◆ Okuma Metni

-----

Yazılım Çorbası: Elasticsearch match Query

Giriş

Analiz edilen sorgulardan birisidir. Açıklaması şöyle

match query
The standard query for performing full text queries, including fuzzy matching and phrase or proximity queries.

Açıklaması şöyle.

Creates a boolean query that returns results if the search term is present in the field.

Term queries vs Match query

Açıklaması şöyle

Term-level queries are not analyzed. The match queries that work on text fields, on the other hand, are analyzed. The same analyzers used during the indexing process (unless search queries were explicitly defined with different analyzers) process the search words in match queries. If a standard analyzer (default analyzer) is used during the indexing of our document, the search words are analyzed using the same standard analyzer before the search is executed.

-----

◆ Sağlanan Veriler
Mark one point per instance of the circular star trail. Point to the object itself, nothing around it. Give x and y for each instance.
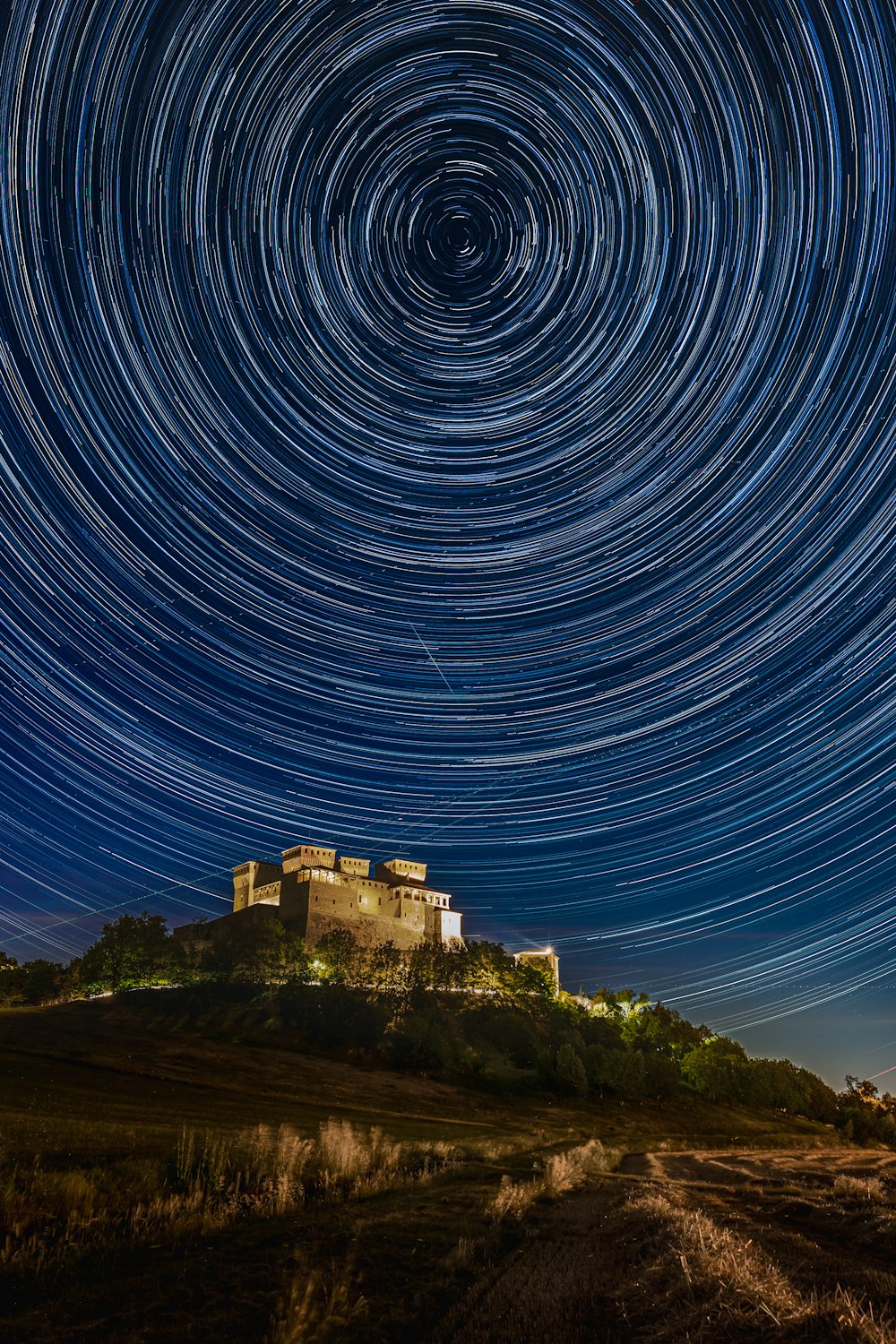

-----

◆ Alıştırmalar
1: Match sorgusu metninde nokta ile biten İngilizce cümleleri metindeki sırasıyla yazınız.
2: Match sorgusu metninin "Term queries vs" ile "search is executed." ifadeleri arasındaki bölümünü, bu iki ifade de dahil olmak üzere hiçbir değişiklik yapmadan yeniden yazınız.

◆ Cevap Anahtarı
1:
1. The standard query for performing full text queries, including fuzzy matching and phrase or proximity queries.
2. Creates a boolean query that returns results if the search term is present in the field.
3. Term-level queries are not analyzed.
4. The match queries that work on text fields, on the other hand, are analyzed.
5. The same analyzers used during the indexing process (unless search queries were explicitly defined with different analyzers) process the search words in match queries.
6. If a standard analyzer (default analyzer) is used during the indexing of our document, the search words are analyzed using the same standard analyzer before the search is executed.

2:
Term queries vs Match query

Açıklaması şöyle

Term-level queries are not analyzed. The match queries that work on text fields, on the other hand, are analyzed. The same analyzers used during the indexing process (unless search queries were explicitly defined with different analyzers) process the search words in match queries. If a standard analyzer (default analyzer) is used during the indexing of our document, the search words are analyzed using the same standard analyzer before the search is executed.